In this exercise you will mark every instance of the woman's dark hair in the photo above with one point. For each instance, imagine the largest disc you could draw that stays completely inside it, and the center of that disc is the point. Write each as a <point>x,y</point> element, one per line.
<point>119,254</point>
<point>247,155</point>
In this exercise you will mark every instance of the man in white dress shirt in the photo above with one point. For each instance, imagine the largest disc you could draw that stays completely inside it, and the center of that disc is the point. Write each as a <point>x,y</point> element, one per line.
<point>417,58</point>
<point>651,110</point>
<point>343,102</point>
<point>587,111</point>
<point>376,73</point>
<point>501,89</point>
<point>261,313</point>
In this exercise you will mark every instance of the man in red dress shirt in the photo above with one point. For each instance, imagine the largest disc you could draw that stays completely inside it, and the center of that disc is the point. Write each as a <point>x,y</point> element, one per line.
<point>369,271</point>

# Exercise description
Arrange every line of the data above as a Markdown table with a Row column holding the row number and a Text column holding the line, leaving out any blank lines.

# Solved problem
| Row | Text |
|---|---|
| 1 | In this exercise you will mark every instance of the woman's dark hair in the photo above with one point. For each instance, imagine the largest disc you could draw that stays completely inside it, and the center of that disc is the point. Write each as a <point>x,y</point> element, one per line. |
| 2 | <point>119,254</point> |
| 3 | <point>247,155</point> |
| 4 | In this exercise you will mark every instance of the man in white dress shirt in the photo above with one point. For each instance, imagine the largest disc you could draw that stays completely inside it, and the center of that disc is the point. Write each as a <point>x,y</point> element, one per line. |
| 5 | <point>417,58</point> |
| 6 | <point>651,110</point> |
| 7 | <point>343,102</point> |
| 8 | <point>587,111</point> |
| 9 | <point>376,73</point> |
| 10 | <point>501,89</point> |
| 11 | <point>261,313</point> |
| 12 | In this exercise you will mark every instance of the man in red dress shirt in the photo above with one point. For each instance, imagine the largest disc you could draw that stays completely inside it, and the center of that disc is the point. Write each as a <point>x,y</point> element, one per line. |
| 13 | <point>369,271</point> |